*Selected text*.
--- START ---
An indictment returned on June 17, 2014, by a grand jury in the Northern District of Georgia charged James Blocker, 36, of Rowlett, Texas, with one count of conspiracy to commit criminal copyright infringement. According to the indictment, he and his fellow conspirators identified themselves as members of the Appbucket Group. From August 2010 to August 2012, Blocker conspired with Thomas Allen Dye, 21, of Jacksonville, Florida; Nicholas Anthony Narbone, 26, of Orlando, Florida; Thomas Pace, 38, of Oregon City, Oregon; and other members of the Appbucket Group to reproduce and distribute over one million copies of copyrighted Android mobile device apps, with a total retail value of over $700,000, through the Appbucket alternative online market without permission from the copyright owners of the apps, who would otherwise sell copies of the apps on legitimate online markets for a fee. A separate information filed on Jan. 24, 2014 charged Dye, Narbone, and Pace with one count of conspiracy to commit criminal copyright infringement. Dye, Narbone and Pace pleaded guilty to the charged conspiracy on March 10, 2014, March 24, 2014 and April 15, 2014, respectively.
--- END ---
*Dataset*.
--- START ---
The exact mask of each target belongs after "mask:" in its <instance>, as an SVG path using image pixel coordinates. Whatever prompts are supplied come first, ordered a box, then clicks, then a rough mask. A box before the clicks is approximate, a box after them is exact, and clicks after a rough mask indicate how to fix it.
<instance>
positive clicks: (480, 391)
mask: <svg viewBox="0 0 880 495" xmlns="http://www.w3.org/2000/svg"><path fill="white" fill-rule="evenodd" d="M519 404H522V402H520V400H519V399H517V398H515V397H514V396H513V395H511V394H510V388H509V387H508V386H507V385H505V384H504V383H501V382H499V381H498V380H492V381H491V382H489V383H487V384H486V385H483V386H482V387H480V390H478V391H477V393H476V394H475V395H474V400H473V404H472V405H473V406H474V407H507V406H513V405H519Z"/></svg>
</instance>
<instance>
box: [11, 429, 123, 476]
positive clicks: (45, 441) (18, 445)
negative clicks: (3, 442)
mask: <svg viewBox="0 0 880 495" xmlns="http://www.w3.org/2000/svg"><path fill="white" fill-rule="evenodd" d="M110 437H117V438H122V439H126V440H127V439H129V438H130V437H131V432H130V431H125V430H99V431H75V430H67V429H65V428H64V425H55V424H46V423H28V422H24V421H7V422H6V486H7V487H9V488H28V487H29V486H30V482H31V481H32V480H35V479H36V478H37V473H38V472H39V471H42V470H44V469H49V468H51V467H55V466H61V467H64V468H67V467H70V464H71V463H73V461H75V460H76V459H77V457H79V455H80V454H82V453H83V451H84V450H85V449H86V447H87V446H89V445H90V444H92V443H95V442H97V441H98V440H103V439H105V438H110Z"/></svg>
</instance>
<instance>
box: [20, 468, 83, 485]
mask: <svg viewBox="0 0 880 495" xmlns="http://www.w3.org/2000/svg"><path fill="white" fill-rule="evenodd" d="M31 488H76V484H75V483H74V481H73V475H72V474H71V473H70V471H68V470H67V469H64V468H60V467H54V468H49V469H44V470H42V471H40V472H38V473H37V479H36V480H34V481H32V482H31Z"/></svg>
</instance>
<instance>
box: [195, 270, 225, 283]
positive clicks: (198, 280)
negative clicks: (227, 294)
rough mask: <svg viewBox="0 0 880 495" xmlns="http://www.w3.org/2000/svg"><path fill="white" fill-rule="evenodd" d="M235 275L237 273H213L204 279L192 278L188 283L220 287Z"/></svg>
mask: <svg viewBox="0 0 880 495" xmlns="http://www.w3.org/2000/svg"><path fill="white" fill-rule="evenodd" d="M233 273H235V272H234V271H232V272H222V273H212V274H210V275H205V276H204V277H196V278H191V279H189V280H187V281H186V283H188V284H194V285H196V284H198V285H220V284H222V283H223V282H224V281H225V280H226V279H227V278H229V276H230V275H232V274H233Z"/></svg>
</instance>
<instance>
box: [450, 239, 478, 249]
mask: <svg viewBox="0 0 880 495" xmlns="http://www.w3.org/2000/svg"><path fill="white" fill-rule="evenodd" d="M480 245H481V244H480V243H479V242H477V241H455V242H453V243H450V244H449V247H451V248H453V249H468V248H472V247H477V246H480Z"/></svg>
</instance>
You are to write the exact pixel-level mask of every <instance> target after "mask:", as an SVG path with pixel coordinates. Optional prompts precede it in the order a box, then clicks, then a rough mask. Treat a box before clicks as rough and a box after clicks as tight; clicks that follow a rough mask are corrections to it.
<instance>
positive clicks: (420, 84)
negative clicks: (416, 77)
--- END ---
*Problem statement*.
According to the copyright infringement indictment text, on what date did Pace plead guilty to the charged conspiracy? The items have nothing to do with what is asked here.

*Output below*.
April 15, 2014